Entradas del conjunto:

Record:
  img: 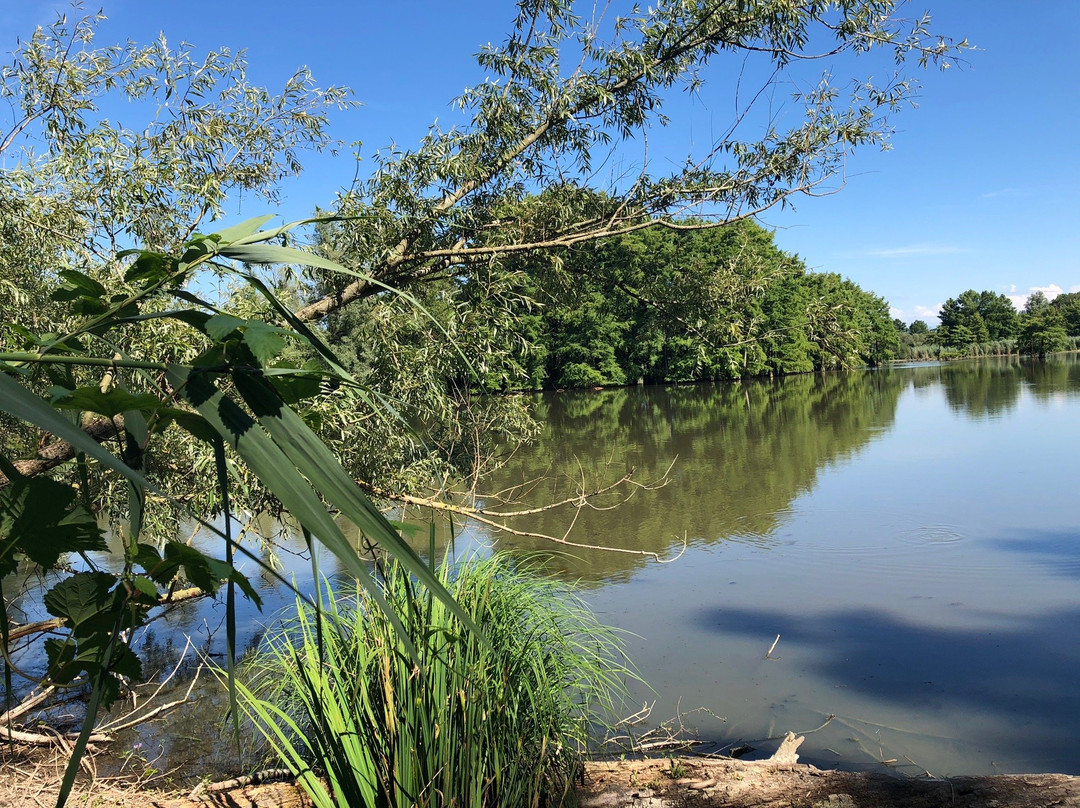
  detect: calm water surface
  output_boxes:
[8,355,1080,776]
[473,356,1080,776]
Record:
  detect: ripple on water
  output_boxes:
[896,525,967,547]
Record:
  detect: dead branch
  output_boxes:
[0,415,124,488]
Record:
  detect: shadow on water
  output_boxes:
[692,607,1080,773]
[482,371,910,585]
[988,525,1080,578]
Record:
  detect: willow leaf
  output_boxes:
[166,365,416,656]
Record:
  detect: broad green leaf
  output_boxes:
[218,244,372,280]
[262,365,325,404]
[244,321,285,365]
[51,269,106,300]
[210,213,274,244]
[124,250,170,283]
[44,571,117,634]
[166,365,415,650]
[232,374,478,631]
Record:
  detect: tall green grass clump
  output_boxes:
[240,555,633,808]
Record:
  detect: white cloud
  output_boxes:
[863,244,968,258]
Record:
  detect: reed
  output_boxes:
[239,555,634,808]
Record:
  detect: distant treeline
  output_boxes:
[894,289,1080,360]
[490,221,900,389]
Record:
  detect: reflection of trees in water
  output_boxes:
[477,371,908,580]
[908,354,1080,418]
[1024,353,1080,401]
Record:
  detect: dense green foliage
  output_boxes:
[530,221,897,387]
[900,289,1080,359]
[0,0,967,803]
[330,220,900,388]
[232,555,631,808]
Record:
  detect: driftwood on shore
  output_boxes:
[0,733,1080,808]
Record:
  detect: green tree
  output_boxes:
[939,289,1020,348]
[1020,306,1068,359]
[1051,292,1080,337]
[1024,292,1050,314]
[0,6,967,802]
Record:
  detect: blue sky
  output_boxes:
[0,0,1080,322]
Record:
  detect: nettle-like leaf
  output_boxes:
[0,475,108,577]
[204,314,291,365]
[44,571,157,695]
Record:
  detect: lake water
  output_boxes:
[455,355,1080,776]
[10,355,1080,776]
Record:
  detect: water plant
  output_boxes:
[233,555,634,808]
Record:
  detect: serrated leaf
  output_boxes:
[132,574,158,601]
[44,571,117,634]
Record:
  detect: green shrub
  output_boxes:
[240,555,632,808]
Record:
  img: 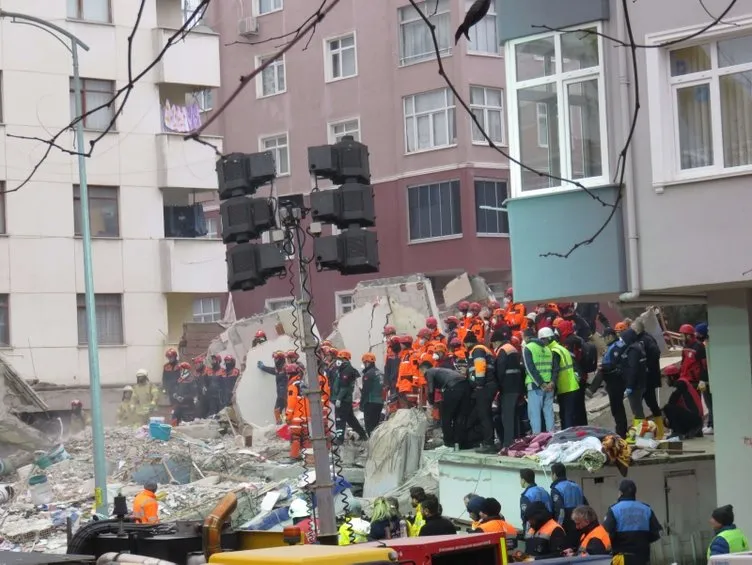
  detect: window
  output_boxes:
[68,0,112,23]
[324,33,358,81]
[470,86,504,144]
[70,78,115,131]
[256,55,287,98]
[256,0,282,16]
[329,118,360,143]
[407,180,462,241]
[334,292,355,318]
[507,26,608,192]
[465,0,499,55]
[260,133,290,176]
[193,296,222,324]
[403,88,457,153]
[76,294,125,345]
[0,294,10,347]
[73,185,120,237]
[399,0,452,65]
[475,179,509,234]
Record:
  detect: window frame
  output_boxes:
[326,116,362,145]
[65,0,113,25]
[256,53,287,99]
[402,87,458,155]
[76,292,126,347]
[504,21,611,198]
[73,184,122,239]
[645,16,752,185]
[323,30,358,83]
[468,84,507,147]
[259,131,292,177]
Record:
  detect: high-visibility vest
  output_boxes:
[525,341,554,385]
[548,341,580,394]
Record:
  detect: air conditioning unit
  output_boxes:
[238,16,258,37]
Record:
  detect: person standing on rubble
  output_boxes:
[132,369,159,424]
[256,351,287,426]
[360,352,384,436]
[332,349,368,445]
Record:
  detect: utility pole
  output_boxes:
[0,10,108,515]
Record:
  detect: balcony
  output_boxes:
[154,26,220,88]
[157,133,222,190]
[507,186,627,302]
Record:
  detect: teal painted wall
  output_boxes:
[506,186,627,302]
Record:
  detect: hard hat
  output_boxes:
[538,328,554,339]
[289,498,311,518]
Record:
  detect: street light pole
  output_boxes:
[0,10,108,515]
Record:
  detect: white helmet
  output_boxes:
[290,498,311,518]
[538,328,554,339]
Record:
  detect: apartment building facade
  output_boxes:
[0,0,227,386]
[208,0,510,331]
[497,0,752,535]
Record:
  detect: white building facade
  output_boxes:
[0,0,227,386]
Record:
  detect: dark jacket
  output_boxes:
[603,494,663,563]
[418,516,457,537]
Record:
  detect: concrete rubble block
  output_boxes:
[363,409,428,498]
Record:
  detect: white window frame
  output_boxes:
[334,290,355,318]
[253,0,285,17]
[327,116,361,145]
[259,131,290,177]
[402,87,457,155]
[256,53,287,98]
[468,84,506,145]
[505,22,611,198]
[645,16,752,186]
[324,30,358,82]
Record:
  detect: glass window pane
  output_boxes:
[718,35,752,67]
[676,84,713,169]
[720,71,752,167]
[567,79,603,179]
[561,28,598,72]
[517,84,561,191]
[671,45,710,77]
[514,37,556,81]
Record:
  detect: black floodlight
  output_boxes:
[219,196,277,243]
[227,243,285,290]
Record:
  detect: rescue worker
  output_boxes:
[418,360,471,449]
[171,362,198,426]
[332,349,368,445]
[491,326,525,448]
[520,469,554,530]
[131,369,159,424]
[525,502,567,561]
[133,481,159,524]
[117,385,141,426]
[603,479,663,565]
[663,365,703,439]
[522,327,559,435]
[220,355,240,408]
[69,399,91,436]
[465,330,499,453]
[707,504,749,561]
[360,352,384,436]
[551,463,588,549]
[256,351,287,426]
[162,347,180,406]
[251,330,267,347]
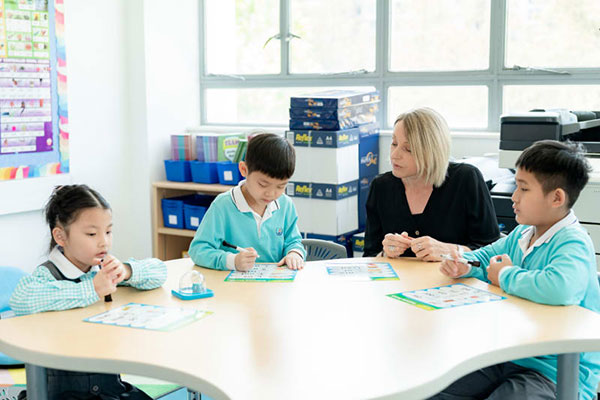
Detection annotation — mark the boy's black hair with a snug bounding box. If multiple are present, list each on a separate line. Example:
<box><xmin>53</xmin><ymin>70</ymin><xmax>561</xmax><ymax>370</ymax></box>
<box><xmin>46</xmin><ymin>185</ymin><xmax>110</xmax><ymax>250</ymax></box>
<box><xmin>246</xmin><ymin>133</ymin><xmax>296</xmax><ymax>179</ymax></box>
<box><xmin>515</xmin><ymin>140</ymin><xmax>592</xmax><ymax>208</ymax></box>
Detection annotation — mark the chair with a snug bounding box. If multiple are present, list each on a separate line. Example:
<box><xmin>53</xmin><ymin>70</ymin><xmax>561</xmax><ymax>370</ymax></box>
<box><xmin>302</xmin><ymin>239</ymin><xmax>348</xmax><ymax>261</ymax></box>
<box><xmin>0</xmin><ymin>266</ymin><xmax>26</xmax><ymax>367</ymax></box>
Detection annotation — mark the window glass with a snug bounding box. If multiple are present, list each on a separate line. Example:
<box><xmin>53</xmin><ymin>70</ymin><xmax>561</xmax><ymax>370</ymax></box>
<box><xmin>290</xmin><ymin>0</ymin><xmax>376</xmax><ymax>74</ymax></box>
<box><xmin>205</xmin><ymin>87</ymin><xmax>373</xmax><ymax>126</ymax></box>
<box><xmin>505</xmin><ymin>0</ymin><xmax>600</xmax><ymax>68</ymax></box>
<box><xmin>204</xmin><ymin>0</ymin><xmax>281</xmax><ymax>75</ymax></box>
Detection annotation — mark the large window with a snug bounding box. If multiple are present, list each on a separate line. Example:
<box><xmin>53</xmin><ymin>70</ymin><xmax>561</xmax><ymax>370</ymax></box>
<box><xmin>200</xmin><ymin>0</ymin><xmax>600</xmax><ymax>131</ymax></box>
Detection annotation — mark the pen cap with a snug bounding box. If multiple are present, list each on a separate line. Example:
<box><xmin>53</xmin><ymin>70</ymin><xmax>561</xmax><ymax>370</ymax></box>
<box><xmin>179</xmin><ymin>270</ymin><xmax>206</xmax><ymax>294</ymax></box>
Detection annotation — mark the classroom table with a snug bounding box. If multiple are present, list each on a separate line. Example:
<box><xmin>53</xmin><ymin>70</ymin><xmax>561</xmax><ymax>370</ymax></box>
<box><xmin>0</xmin><ymin>259</ymin><xmax>600</xmax><ymax>400</ymax></box>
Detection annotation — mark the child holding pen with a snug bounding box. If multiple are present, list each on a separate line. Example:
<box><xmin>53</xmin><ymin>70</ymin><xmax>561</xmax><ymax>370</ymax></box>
<box><xmin>189</xmin><ymin>133</ymin><xmax>306</xmax><ymax>271</ymax></box>
<box><xmin>10</xmin><ymin>185</ymin><xmax>167</xmax><ymax>400</ymax></box>
<box><xmin>433</xmin><ymin>140</ymin><xmax>600</xmax><ymax>400</ymax></box>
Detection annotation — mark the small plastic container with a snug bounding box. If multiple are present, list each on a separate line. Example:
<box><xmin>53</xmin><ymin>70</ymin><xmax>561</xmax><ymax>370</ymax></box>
<box><xmin>190</xmin><ymin>161</ymin><xmax>219</xmax><ymax>183</ymax></box>
<box><xmin>183</xmin><ymin>203</ymin><xmax>208</xmax><ymax>231</ymax></box>
<box><xmin>217</xmin><ymin>161</ymin><xmax>242</xmax><ymax>185</ymax></box>
<box><xmin>165</xmin><ymin>160</ymin><xmax>192</xmax><ymax>182</ymax></box>
<box><xmin>171</xmin><ymin>270</ymin><xmax>215</xmax><ymax>300</ymax></box>
<box><xmin>160</xmin><ymin>197</ymin><xmax>184</xmax><ymax>229</ymax></box>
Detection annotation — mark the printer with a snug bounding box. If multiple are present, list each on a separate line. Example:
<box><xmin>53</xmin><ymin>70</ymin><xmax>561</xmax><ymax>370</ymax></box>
<box><xmin>491</xmin><ymin>109</ymin><xmax>600</xmax><ymax>270</ymax></box>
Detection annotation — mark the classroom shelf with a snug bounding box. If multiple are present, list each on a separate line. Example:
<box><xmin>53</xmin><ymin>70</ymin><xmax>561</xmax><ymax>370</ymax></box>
<box><xmin>152</xmin><ymin>181</ymin><xmax>233</xmax><ymax>261</ymax></box>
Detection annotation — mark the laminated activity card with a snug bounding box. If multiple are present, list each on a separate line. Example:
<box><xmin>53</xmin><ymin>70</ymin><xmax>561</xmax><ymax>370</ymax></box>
<box><xmin>225</xmin><ymin>263</ymin><xmax>296</xmax><ymax>282</ymax></box>
<box><xmin>388</xmin><ymin>283</ymin><xmax>506</xmax><ymax>310</ymax></box>
<box><xmin>325</xmin><ymin>261</ymin><xmax>398</xmax><ymax>281</ymax></box>
<box><xmin>84</xmin><ymin>303</ymin><xmax>212</xmax><ymax>331</ymax></box>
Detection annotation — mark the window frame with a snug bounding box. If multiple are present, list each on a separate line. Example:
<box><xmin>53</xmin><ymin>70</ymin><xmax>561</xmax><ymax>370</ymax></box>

Qué se pide:
Indica cuántas líneas de las filas anteriores contienen la cadena "black", teniendo en cuenta mayúsculas y minúsculas. Responde solo con el número.

Respuesta completa:
2